- **What is expected**:
Retype each record shown below, leaving every character as it is.
***** Given records
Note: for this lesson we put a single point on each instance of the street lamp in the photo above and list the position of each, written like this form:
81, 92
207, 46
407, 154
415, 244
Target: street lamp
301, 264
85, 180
**********
- **Solution below**:
Note: for this lesson we put a single point on each instance of the street lamp in the photo above and list the position of each, written like this form:
81, 92
207, 46
407, 154
415, 244
Target: street lamp
301, 264
85, 180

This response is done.